**Task directions:**
For this exercise, reproduce the entries below exactly, but only from the line containing "Each instance receives one keypoint. Mark the chamois eye" through the line containing "Each instance receives one keypoint. Mark the dark", both included.

=== Begin Enclosure ===

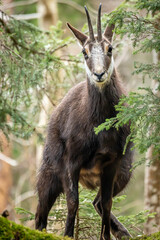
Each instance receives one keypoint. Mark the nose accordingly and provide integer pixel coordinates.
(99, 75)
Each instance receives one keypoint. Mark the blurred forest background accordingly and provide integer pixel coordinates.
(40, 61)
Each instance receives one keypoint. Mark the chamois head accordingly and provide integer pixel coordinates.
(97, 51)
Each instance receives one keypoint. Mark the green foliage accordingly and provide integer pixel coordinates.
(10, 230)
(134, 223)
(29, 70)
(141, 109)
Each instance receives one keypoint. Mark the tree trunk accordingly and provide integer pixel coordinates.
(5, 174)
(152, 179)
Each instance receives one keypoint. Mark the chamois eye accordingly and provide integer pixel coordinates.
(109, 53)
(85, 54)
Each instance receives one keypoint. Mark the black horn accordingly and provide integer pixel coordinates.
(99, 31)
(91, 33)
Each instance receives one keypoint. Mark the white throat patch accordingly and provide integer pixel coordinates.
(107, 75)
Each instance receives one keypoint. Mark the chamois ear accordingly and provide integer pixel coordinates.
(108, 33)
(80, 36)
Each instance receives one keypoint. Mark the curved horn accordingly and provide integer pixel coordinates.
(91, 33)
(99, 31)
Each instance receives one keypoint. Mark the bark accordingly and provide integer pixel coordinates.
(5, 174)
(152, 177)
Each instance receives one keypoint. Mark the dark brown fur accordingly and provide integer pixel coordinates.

=== End Enclosure ===
=== Begin Enclosure ===

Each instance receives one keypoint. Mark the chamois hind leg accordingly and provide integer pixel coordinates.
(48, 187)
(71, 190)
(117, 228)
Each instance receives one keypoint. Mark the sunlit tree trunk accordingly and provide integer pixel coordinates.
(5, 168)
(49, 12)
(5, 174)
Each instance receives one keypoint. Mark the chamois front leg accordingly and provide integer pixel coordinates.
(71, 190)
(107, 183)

=== End Enclosure ===

**Response to the task:**
Each instance receives one keypoint. Mark the chamois eye accordingly and provide integer pixel coordinates.
(109, 53)
(85, 54)
Each instance receives one keypoint. Mark the black horn accordingly and provide integer pixel coordinates.
(99, 31)
(91, 33)
Each instance receives one keypoint. Mark the white throat patch accordingly and provide integer pixel coordinates.
(107, 75)
Each instance receives one keypoint. Mark the chamois ear accordingly and provide integer pixel coordinates.
(108, 33)
(80, 36)
Each instance receives one keypoint. Mark the curved horn accordingly and provide integer pixel coordinates.
(91, 33)
(99, 31)
Each instance receives one keypoint. Mark the bark accordingly and provide integer pixel coordinates.
(5, 174)
(152, 177)
Each instance receives one keypoint. Mark the dark brown fur accordingly and provide integer pixel coordinates.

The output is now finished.